+++ Teks +++
Ada juga kejadian di mana lembar-lembar manuskrip yang sudah difoto, gambarnya tiba-tiba saja lenyap saat akan diproses di komputer. Padahal untuk gambar yang lain, bisa dibaca oleh komputer yang sama. Untuk mengatasi kejadian seperti ini, Prof Kadir sering mengirimkan pahala ayat-ayat tertentu untuk ulama yang membuat manuskrip itu. Setelah itu, gambar-gambar manuskrip sudah bisa diproses secara digital.
Selain itu, pihak keluarga juga seringkali memberikan syarat-syarat di luar nalar jika ingin membuka manuskrip leluhurnya. Paling sering, kata Prof Kadir, potong kambing, hingga syarat-syarat lainnya yang dianggap sakral oleh ahli waris.
+++ Data yang Disediakan +++
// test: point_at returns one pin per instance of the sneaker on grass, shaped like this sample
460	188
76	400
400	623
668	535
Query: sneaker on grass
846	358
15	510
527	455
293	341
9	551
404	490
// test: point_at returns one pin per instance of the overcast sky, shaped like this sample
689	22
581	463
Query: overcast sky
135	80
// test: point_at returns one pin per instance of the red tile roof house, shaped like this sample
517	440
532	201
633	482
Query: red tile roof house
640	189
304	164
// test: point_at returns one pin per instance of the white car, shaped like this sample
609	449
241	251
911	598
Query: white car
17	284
+++
+++ Data yang Disediakan +++
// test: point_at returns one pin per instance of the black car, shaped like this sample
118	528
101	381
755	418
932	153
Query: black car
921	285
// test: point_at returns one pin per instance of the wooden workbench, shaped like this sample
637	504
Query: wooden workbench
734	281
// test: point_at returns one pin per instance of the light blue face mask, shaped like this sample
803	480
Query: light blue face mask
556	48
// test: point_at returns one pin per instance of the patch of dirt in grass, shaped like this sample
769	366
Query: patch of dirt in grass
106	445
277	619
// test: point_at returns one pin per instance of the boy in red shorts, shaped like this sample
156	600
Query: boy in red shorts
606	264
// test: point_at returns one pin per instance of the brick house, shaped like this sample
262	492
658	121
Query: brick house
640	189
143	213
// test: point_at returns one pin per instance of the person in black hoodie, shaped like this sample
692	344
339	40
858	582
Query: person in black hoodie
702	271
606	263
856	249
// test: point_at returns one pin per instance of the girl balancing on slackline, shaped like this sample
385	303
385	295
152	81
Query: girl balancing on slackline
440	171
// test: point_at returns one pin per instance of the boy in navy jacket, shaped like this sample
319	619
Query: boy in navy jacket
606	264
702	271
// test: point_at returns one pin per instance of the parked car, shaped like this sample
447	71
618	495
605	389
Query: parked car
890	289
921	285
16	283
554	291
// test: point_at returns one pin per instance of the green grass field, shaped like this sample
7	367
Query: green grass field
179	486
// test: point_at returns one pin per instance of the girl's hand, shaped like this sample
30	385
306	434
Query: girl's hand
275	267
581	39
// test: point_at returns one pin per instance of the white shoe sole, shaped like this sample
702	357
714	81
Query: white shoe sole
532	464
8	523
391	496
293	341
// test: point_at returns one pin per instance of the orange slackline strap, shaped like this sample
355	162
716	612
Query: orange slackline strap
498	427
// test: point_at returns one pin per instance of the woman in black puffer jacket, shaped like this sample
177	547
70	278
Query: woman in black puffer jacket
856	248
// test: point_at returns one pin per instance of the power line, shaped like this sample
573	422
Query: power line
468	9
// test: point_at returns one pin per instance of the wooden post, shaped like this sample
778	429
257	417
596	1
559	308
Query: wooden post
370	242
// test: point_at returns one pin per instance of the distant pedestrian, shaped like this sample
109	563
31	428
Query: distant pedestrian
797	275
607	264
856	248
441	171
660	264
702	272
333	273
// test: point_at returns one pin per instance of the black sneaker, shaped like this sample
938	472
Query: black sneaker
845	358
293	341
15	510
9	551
+++
+++ Data yang Disediakan +++
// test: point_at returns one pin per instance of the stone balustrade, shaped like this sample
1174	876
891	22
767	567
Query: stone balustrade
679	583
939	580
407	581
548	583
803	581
+++
▶ _Tugas Tertulis_:
1) Apakah setiap pernyataan berikut sesuai dengan teks tentang digitalisasi manuskrip? Jawab ya atau tidak, lalu kutip kata-kata teks yang menentukan jawabannya.
(a) Prof Kadir mengirimkan pahala ayat-ayat tertentu untuk ulama yang membuat manuskrip.
(b) Setelah pahala dikirimkan, gambar manuskrip tetap tidak bisa diproses di komputer.
(c) Menurut Prof Kadir, syarat yang paling sering diminta pihak keluarga adalah potong kambing.
2) Tolong lanjutkan teks tentang digitalisasi manuskrip, mulai setelah kalimat terakhirnya.

▶ _Kunci Jawaban_:
1)
(a) Ya: "Prof Kadir sering mengirimkan pahala ayat-ayat tertentu untuk ulama yang membuat manuskrip itu."
(b) Tidak: "Setelah itu, gambar-gambar manuskrip sudah bisa diproses secara digital."
(c) Ya: "Paling sering, kata Prof Kadir, potong kambing"

2)
Untuk kejadian seperti itu, Prof Abdul Kadir sering mengingatkan peneliti muda agar tidak mudah menyerah mendapatkan manuskrip atau lektur-lektur kuno. Jika tantangannya berupa hal mistis, jalan yang bisa ditempuh yang sesuai juga dengan syariat Islam. Karena tidak mungkin manuskrip tarekat, syaratnya di luar syariat.
"Seperti mengirimkan Al Fatihah atau Ayatul Kursi untuk ulama pengarangnya, itu kan tidak bertentangan dengan syariat. Malah bagus sebagai penghormatan. Istilahnya hadiah atas ilmu yang beliau ajarkan," tutupnya. (aha)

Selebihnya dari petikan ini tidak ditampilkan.